Thread (20 messages) 20 messages, 4 authors, 2023-12-25

Re: [PATCH bpf-next 1/3] bpf: implement relay map basis

From: Philo Lu <hidden>
Date: 2023-12-23 02:54:57
Also in: bpf


On 2023/12/22 22:45, Jiri Olsa wrote:
On Fri, Dec 22, 2023 at 08:21:44PM +0800, Philo Lu wrote:

SNIP
quoted
+/* bpf_attr is used as follows:
+ * - key size: must be 0
+ * - value size: value will be used as directory name by map_update_elem
+ *   (to create relay files). If passed as 0, it will be set to NAME_MAX as
+ *   default
+ *
+ * - max_entries: subbuf size
+ * - map_extra: subbuf num, default as 8
+ *
+ * When alloc, we do not set up relay files considering dir_name conflicts.
+ * Instead we use relay_late_setup_files() in map_update_elem(), and thus the
+ * value is used as dir_name, and map->name is used as base_filename.
+ */
+static struct bpf_map *relay_map_alloc(union bpf_attr *attr)
+{
+	struct bpf_relay_map *rmap;
+
+	if (unlikely(attr->map_flags & ~RELAY_CREATE_FLAG_MASK))
+		return ERR_PTR(-EINVAL);
+
+	/* key size must be 0 in relay map */
+	if (unlikely(attr->key_size))
+		return ERR_PTR(-EINVAL);
+
+	if (unlikely(attr->value_size > NAME_MAX)) {
+		pr_warn("value_size should be no more than %d\n", NAME_MAX);
+		return ERR_PTR(-EINVAL);
+	} else if (attr->value_size == 0)
-=-=-
- REQUIREMENT 1: According to the relay map patch, what is the default number of subbufs when map_extra is not given?
- REQUIREMENT 2: Carry the relay map patch forward from its final line.

- PROVIDED INFORMATION:
-=-=-
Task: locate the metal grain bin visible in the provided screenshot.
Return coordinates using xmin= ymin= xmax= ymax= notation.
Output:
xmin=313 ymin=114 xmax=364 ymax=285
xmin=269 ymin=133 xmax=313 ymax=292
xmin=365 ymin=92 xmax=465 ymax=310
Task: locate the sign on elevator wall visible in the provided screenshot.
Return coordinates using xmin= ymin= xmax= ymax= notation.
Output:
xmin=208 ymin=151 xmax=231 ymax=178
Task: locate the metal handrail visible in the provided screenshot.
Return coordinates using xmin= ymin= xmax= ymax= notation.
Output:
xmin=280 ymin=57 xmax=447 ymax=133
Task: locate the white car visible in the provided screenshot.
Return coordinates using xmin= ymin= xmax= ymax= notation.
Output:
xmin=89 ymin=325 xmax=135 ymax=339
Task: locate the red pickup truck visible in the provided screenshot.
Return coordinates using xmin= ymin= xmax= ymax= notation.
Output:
-=-=-
- EXERCISE OUTPUT 1: The default is 8.

- EXERCISE OUTPUT 2:
+		attr->value_size = NAME_MAX;
the concept of no key with just value seems strange.. I never worked
with relay channels, so perhaps stupid question: but why not have one
relay channel for given key? having the debugfs like:

   /sys/kernel/debug/my_rmap/mychannel/<cpu>
Here, a relay map is actually a relay channel, which includes buffers 
for all cpus. And I think 2 levels is enough when we use relay map in 
`/sys/kernel/debug/`: <dir_name>/<map_name>[#cpu]. The `dir_name` is 
necessary because user could use the same `map_name` in different bpf 
programs, and we can use it as an additional tag to distinguish them. 
The `dir_name` is set by user with relay_map_update_elem.

Here is an example. Assume we have 2 relay maps (rmap_a and rmap_b) and 
2 cpus, the debugfs will be like:
/sys/kernel/debug/<dir_name1>/rmap_a0
/sys/kernel/debug/<dir_name1>/rmap_a1
/sys/kernel/debug/<dir_name2>/rmap_b0
/sys/kernel/debug/<dir_name2>/rmap_b1
So I think the key point here is that we just need one field to set the 
`dir_name`, either key or value. I chose key as NULL because I think it 
suggests "Normally map_update_elem should be invoked just once for a 
relay map". But I think it okay to use key instead, and value as NULL.
quoted
+
+	/* set default subbuf num */
+	attr->map_extra = attr->map_extra & UINT_MAX;
+	if (!attr->map_extra)
+		attr->map_extra = 8;
+
+	if (!attr->map_name || strlen(attr->map_name) == 0)
attr->map_name is allways != NULL
quoted
+		return ERR_PTR(-EINVAL);
+
+	rmap = bpf_map_area_alloc(sizeof(*rmap), NUMA_NO_NODE);
+	if (!rmap)
+		return ERR_PTR(-ENOMEM);
+
+	bpf_map_init_from_attr(&rmap->map, attr);
+
+	rmap->relay_cb.create_buf_file = create_buf_file_handler;
+	rmap->relay_cb.remove_buf_file = remove_buf_file_handler;
+	if (attr->map_flags & BPF_F_OVERWRITE)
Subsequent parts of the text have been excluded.